● DIRECTIONS:
The word "index" marks the lines to report; pull each of them from the listing.
============
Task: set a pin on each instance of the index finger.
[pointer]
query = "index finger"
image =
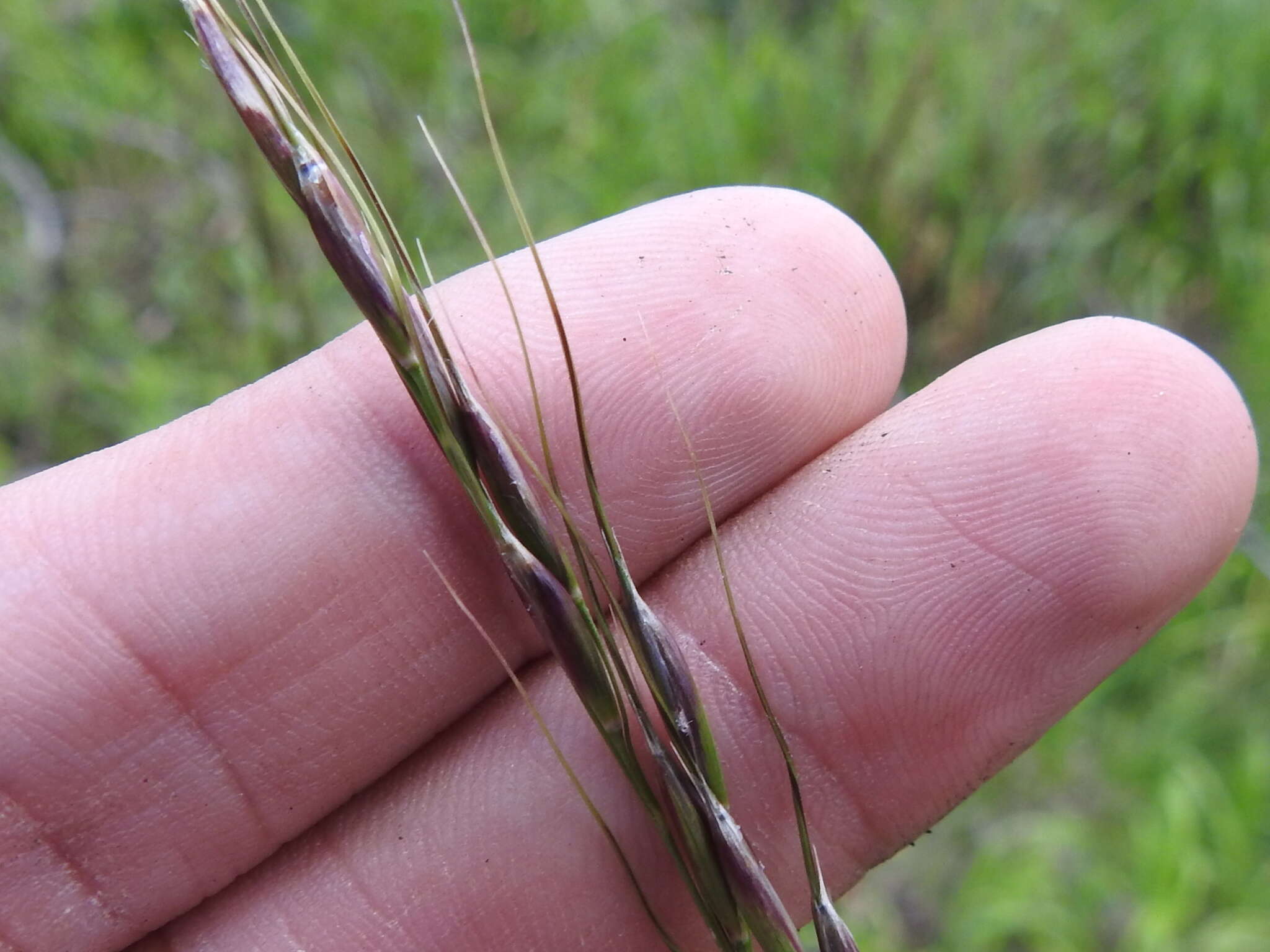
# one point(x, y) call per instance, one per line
point(220, 631)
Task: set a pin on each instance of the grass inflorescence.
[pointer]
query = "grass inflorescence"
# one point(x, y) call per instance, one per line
point(586, 604)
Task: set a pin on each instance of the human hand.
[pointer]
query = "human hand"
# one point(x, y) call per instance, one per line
point(224, 637)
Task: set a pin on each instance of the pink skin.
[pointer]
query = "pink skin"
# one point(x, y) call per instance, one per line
point(220, 632)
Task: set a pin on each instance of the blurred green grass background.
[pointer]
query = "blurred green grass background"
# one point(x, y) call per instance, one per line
point(1020, 164)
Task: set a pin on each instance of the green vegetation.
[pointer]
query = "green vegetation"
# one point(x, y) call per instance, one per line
point(1018, 169)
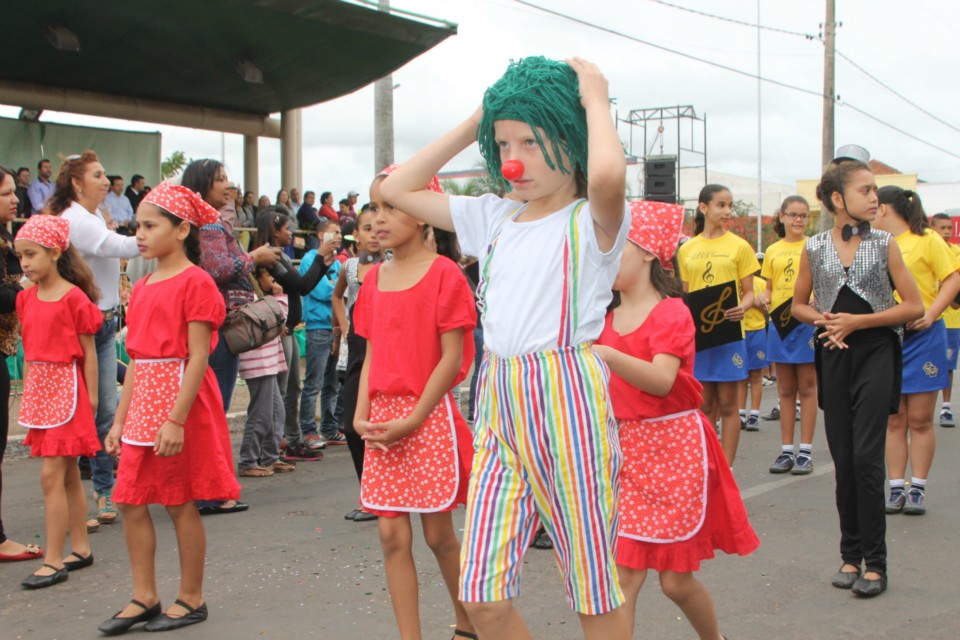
============
● TASK ANSWER:
Task: set a pin on each instance of the index finger.
query = "index finger"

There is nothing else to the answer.